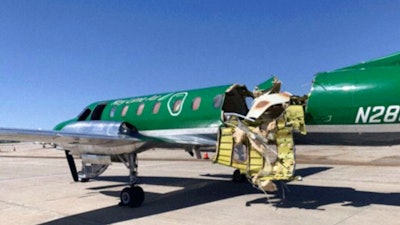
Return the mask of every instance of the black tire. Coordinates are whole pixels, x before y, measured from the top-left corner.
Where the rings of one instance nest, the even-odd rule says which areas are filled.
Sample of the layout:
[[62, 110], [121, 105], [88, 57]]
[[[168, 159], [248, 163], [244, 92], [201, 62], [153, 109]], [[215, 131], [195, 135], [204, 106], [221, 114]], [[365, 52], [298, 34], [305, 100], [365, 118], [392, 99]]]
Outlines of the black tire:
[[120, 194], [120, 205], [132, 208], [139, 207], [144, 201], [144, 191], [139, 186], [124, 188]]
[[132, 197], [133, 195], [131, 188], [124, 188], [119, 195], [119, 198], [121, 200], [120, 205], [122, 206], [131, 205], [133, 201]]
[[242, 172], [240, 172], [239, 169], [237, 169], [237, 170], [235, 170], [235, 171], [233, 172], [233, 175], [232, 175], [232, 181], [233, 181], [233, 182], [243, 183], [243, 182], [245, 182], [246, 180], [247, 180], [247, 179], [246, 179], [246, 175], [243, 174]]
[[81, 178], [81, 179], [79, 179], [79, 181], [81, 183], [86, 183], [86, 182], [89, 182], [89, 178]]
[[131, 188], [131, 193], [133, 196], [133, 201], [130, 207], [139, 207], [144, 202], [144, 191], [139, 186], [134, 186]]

*Exercise:* Identify each line in the records above containing the word "instance"; copy those lines.

*Response to the task:*
Return the mask of every instance of the black tire. Coordinates are whole pixels, x before y, measured from the top-left corner.
Where the rings of one instance nest, the even-odd rule says which areas are filled.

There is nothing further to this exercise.